→ What the task asks
Print the listing below word for word, from its beginning through the line that contains "211], [286, 237]]", including that line. Leave the pictures out of your answer.

::: Material for this exercise

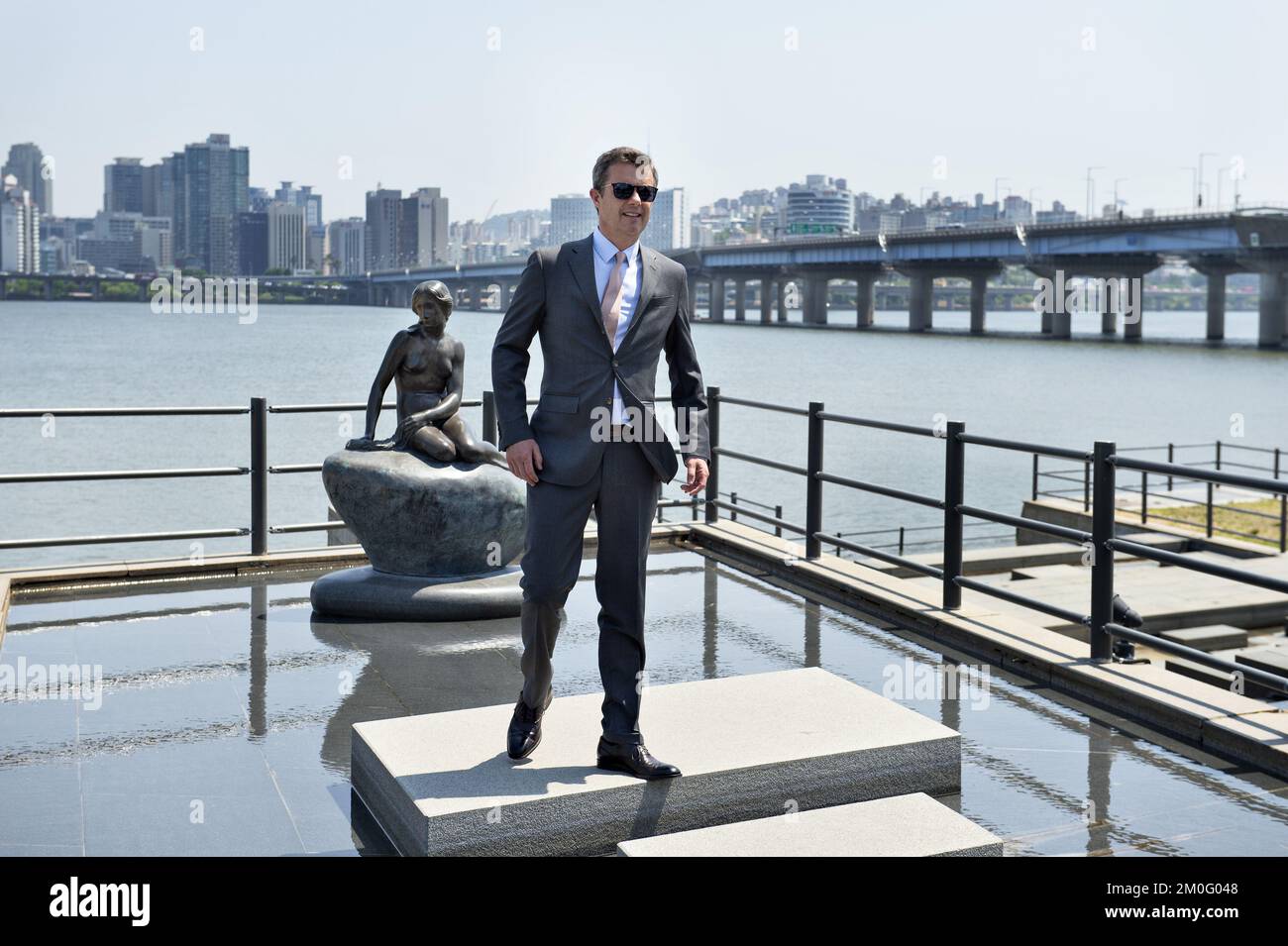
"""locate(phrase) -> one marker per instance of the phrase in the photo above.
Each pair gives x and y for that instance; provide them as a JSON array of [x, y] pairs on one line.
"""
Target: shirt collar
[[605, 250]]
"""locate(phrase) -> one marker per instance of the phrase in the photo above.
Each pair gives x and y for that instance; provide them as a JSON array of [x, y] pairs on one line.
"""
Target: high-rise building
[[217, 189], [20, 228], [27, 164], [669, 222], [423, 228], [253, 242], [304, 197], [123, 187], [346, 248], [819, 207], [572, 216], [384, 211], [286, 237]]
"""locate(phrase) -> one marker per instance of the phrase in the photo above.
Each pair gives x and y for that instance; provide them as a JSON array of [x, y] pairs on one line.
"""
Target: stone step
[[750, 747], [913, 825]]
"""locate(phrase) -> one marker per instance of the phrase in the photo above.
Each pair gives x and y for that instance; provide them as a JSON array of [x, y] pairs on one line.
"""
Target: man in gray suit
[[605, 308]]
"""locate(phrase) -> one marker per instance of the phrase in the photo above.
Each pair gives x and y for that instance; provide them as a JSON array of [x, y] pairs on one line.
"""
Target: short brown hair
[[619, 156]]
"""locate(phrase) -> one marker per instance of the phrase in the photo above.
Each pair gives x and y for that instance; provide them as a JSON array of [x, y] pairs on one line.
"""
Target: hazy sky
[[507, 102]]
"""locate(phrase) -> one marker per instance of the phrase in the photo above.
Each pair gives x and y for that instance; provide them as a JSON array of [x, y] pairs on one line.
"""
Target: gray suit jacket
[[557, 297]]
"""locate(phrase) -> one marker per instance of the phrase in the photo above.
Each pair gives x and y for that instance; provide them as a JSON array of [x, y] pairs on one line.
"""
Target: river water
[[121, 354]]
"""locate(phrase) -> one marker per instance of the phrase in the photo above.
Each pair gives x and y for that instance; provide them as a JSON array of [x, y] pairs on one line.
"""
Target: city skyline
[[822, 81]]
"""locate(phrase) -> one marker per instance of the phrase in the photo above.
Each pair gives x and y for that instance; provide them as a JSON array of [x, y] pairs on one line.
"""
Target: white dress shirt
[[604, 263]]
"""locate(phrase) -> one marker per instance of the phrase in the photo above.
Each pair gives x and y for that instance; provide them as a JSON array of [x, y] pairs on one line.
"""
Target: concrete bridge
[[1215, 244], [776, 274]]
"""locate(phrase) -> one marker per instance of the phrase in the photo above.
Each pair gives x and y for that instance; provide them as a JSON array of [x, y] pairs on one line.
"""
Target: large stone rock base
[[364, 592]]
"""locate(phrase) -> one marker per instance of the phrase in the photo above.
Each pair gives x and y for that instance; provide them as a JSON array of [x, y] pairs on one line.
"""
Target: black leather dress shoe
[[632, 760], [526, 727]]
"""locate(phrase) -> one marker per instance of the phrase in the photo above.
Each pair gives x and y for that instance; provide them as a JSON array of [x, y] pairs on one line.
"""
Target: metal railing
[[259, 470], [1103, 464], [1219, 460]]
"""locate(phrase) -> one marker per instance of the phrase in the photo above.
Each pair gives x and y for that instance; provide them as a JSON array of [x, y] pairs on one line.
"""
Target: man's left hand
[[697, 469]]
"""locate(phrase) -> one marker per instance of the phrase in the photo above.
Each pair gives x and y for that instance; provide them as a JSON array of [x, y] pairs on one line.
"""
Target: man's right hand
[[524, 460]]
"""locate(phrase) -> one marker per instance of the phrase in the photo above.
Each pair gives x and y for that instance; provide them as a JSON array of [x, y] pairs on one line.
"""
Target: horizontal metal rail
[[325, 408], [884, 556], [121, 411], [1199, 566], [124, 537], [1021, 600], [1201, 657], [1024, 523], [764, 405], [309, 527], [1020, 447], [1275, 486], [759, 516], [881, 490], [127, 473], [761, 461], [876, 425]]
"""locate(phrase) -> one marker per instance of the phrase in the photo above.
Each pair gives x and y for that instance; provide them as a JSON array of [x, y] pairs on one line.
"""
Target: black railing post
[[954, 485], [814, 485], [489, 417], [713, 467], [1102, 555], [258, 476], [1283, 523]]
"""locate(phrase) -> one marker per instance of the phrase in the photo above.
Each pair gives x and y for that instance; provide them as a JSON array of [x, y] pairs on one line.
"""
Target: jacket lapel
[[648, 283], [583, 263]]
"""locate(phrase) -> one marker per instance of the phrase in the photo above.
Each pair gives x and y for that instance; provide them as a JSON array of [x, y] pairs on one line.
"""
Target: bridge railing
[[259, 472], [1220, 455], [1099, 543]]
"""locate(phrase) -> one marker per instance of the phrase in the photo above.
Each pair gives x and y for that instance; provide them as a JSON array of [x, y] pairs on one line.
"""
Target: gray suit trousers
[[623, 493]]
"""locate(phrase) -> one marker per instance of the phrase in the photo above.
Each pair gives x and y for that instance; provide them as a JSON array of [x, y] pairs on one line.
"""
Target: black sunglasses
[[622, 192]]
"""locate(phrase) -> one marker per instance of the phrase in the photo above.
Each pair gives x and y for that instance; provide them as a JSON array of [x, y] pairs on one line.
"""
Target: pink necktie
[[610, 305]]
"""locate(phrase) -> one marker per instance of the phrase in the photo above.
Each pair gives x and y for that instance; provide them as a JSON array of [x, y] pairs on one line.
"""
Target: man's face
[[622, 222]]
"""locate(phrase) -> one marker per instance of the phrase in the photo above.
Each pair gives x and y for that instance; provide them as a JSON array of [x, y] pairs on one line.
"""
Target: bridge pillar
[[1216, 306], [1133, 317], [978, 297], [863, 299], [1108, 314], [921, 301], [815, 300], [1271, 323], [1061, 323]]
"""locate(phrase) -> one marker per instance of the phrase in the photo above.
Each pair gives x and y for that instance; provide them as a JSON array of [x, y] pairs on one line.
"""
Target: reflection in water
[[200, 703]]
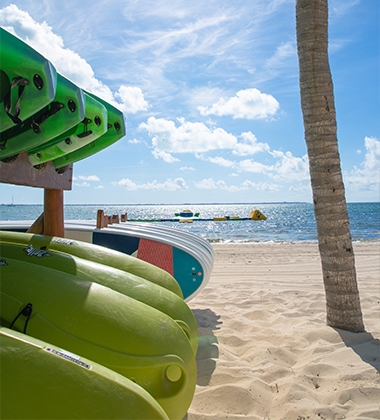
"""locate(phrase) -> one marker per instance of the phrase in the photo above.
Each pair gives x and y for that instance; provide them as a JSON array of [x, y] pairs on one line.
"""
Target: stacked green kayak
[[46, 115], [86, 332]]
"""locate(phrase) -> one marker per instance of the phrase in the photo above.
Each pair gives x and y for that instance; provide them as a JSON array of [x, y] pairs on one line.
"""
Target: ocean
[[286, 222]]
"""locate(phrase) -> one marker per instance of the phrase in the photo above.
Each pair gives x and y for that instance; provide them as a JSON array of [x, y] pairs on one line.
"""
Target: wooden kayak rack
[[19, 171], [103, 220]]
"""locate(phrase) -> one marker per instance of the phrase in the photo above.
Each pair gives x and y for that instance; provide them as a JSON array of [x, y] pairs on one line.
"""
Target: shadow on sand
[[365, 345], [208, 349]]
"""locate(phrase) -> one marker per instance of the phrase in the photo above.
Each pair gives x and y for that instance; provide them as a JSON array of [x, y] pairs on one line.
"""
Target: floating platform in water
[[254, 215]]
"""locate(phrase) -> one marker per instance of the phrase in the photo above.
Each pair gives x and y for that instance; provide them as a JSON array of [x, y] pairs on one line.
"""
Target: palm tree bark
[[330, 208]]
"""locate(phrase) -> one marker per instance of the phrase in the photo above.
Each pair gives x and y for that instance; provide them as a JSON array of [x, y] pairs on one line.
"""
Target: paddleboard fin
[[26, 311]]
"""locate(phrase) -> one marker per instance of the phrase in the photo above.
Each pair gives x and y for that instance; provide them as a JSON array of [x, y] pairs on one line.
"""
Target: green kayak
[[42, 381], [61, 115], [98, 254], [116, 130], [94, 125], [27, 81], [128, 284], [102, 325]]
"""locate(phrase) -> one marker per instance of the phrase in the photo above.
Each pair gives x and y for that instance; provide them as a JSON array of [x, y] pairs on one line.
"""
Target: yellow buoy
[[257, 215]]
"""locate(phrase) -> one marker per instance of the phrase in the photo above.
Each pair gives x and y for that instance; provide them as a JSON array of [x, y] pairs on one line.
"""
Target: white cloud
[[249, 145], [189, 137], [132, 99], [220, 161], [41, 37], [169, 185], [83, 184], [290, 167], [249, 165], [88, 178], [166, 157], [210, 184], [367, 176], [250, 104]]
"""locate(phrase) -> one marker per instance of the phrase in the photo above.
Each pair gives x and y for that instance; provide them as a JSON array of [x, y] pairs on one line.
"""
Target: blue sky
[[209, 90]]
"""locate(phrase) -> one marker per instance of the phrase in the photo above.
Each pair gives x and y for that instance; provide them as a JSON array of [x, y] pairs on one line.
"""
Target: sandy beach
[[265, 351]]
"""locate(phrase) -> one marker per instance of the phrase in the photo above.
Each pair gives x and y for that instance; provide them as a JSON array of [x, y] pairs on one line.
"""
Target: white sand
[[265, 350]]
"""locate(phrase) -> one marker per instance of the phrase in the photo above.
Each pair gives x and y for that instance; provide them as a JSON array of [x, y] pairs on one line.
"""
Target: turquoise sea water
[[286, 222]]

::::::

→ Solution for this exercise
"""locate(phrase) -> one marker per instance of the phrase in the photo above.
Each pair gives x and y for that instance; provide them as a JSON array of [x, y] pairs on one line.
"""
Target: shirt collar
[[605, 250]]
"""locate(phrase) -> one marker per instance of the phrase in the photo above.
Each pair gives x and y for that instance; provide them as a JSON array of [x, y] pairs on one line.
"""
Target: high-rise building
[[217, 189], [20, 228], [27, 164], [669, 222], [423, 228], [253, 242], [304, 197], [123, 187], [346, 248], [819, 207], [572, 216], [384, 211], [286, 237]]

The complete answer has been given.